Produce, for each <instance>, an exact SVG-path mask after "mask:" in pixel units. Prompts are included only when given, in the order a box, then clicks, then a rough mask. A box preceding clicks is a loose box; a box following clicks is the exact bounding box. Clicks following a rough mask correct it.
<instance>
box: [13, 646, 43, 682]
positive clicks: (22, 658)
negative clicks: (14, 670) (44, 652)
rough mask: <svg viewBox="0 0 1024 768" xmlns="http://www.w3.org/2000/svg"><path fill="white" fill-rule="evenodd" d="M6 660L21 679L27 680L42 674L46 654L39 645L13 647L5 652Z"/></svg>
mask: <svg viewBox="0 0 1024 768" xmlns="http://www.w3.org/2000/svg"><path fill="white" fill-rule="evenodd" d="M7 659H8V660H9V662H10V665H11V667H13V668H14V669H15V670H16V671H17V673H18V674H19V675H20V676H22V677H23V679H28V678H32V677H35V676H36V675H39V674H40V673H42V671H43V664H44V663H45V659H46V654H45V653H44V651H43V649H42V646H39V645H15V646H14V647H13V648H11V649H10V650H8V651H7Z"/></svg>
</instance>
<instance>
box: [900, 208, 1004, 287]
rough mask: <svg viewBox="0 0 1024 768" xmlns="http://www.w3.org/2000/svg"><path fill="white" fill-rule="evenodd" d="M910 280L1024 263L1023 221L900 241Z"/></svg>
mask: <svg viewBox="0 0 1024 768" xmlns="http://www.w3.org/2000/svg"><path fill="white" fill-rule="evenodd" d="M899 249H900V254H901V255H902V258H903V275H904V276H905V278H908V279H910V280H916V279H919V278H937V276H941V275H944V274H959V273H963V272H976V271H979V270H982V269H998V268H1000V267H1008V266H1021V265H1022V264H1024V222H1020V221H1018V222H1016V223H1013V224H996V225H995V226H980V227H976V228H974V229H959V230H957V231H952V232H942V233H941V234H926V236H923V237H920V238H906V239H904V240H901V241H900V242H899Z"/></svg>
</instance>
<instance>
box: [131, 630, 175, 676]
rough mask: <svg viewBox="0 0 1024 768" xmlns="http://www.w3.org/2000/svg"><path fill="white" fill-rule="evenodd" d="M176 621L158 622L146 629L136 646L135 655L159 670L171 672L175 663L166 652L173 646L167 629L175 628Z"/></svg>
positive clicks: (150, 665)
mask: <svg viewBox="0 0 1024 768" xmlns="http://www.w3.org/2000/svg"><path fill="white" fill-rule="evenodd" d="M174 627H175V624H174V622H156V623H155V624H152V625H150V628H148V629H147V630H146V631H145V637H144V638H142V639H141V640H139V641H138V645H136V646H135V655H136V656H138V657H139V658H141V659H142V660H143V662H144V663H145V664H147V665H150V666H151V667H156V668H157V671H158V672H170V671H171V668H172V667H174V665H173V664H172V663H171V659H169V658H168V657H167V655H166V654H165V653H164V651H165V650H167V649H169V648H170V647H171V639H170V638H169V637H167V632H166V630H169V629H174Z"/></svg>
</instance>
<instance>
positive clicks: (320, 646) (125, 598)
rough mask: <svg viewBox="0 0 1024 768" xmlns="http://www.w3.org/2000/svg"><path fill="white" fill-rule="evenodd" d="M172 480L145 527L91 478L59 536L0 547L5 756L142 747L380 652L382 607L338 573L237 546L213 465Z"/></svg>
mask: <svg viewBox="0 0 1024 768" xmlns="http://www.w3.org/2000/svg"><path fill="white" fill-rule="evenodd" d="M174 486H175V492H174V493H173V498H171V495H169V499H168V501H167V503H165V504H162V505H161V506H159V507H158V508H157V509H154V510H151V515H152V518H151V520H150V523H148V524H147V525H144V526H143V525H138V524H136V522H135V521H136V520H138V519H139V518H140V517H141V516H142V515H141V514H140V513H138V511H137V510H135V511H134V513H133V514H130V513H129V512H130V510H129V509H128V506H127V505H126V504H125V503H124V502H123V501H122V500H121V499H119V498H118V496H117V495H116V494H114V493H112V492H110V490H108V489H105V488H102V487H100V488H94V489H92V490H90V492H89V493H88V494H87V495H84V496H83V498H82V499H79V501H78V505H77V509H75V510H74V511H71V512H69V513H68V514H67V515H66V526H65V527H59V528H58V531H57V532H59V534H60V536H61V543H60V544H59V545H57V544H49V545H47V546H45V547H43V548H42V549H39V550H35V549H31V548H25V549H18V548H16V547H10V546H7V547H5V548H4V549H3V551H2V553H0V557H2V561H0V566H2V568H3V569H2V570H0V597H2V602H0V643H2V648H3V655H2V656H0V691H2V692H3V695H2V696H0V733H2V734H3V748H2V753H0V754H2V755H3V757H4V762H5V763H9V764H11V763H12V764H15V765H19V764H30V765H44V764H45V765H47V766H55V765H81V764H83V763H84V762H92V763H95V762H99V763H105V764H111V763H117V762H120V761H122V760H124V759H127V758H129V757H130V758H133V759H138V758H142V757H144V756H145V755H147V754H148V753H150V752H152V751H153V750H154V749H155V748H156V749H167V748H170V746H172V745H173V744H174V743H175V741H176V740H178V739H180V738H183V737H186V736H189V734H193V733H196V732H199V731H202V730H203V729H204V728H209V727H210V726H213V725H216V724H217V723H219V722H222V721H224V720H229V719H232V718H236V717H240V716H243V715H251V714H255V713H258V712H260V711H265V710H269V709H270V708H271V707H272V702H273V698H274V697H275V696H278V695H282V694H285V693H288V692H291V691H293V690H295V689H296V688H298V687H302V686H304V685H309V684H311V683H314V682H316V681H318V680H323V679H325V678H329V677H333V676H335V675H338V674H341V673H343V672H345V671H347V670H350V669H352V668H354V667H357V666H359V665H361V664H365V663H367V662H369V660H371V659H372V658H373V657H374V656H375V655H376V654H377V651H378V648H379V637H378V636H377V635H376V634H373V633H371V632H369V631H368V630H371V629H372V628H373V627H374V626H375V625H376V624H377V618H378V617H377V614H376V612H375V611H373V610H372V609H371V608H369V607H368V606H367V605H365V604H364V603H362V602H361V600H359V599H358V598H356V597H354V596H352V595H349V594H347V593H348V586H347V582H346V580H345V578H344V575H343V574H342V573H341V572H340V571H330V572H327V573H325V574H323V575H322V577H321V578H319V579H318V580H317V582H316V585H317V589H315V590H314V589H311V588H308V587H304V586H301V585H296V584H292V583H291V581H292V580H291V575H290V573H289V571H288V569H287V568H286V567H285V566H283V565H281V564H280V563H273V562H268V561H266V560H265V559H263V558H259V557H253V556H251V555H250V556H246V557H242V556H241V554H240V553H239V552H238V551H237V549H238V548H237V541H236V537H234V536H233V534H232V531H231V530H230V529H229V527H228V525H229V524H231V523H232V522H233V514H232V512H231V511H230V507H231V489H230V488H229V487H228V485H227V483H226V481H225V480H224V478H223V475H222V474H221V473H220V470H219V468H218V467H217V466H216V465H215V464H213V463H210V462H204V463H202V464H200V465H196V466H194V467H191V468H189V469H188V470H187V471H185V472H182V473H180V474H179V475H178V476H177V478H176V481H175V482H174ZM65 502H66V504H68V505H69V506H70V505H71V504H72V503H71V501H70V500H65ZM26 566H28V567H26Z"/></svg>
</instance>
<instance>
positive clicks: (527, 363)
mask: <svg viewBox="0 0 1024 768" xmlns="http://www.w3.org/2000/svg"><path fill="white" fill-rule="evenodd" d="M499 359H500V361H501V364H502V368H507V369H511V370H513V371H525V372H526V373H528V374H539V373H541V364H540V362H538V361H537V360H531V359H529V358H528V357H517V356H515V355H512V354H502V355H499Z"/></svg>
○ ○ ○ ○ ○ ○ ○
All lines in the listing above between the line with "280L1024 263L1023 221L900" and the line with "box: [131, 630, 175, 676]", inclusive, should be set down exactly, and no line outside that range.

rough mask: <svg viewBox="0 0 1024 768" xmlns="http://www.w3.org/2000/svg"><path fill="white" fill-rule="evenodd" d="M910 280L1024 263L1023 221L900 241Z"/></svg>
mask: <svg viewBox="0 0 1024 768" xmlns="http://www.w3.org/2000/svg"><path fill="white" fill-rule="evenodd" d="M899 249H900V254H901V255H902V258H903V275H904V276H905V278H908V279H910V280H916V279H919V278H937V276H941V275H944V274H959V273H963V272H976V271H979V270H982V269H998V268H1000V267H1008V266H1021V265H1022V264H1024V222H1020V221H1018V222H1016V223H1013V224H996V225H995V226H980V227H976V228H974V229H959V230H957V231H952V232H942V233H941V234H926V236H923V237H920V238H906V239H904V240H901V241H900V242H899Z"/></svg>
</instance>
<instance>
box: [131, 630, 175, 676]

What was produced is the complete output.